## Goal of the exercise
When you reach the line containing "Would you kindly indicate the sunlit" in the entries below, please begin setting down lines exactly, stop only after the last one, and add nothing else.

Stored data entries:
-- Opening Marker --
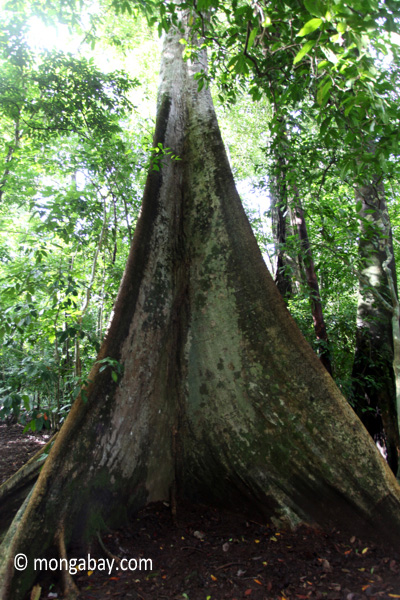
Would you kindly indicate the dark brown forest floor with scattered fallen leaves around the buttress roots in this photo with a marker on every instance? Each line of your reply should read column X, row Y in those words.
column 211, row 554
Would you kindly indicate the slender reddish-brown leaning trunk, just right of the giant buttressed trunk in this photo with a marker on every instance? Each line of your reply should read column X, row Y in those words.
column 313, row 286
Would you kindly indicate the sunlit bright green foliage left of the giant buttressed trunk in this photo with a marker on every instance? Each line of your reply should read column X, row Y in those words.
column 70, row 180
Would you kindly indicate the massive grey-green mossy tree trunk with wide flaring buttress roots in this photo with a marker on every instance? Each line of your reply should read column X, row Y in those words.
-- Closing Marker --
## Finished exercise
Would you kindly indicate the sunlit bright green foliage left of the giant buttressed trunk in this photo with a marker on every instance? Each line of your reply should read column X, row Y in those words.
column 70, row 180
Would you kindly indicate the massive grey-green mossy tree trunk with wide flaring buttress roots in this photo with a marker on every instance? Each line of your reply should read column X, row Y in those words.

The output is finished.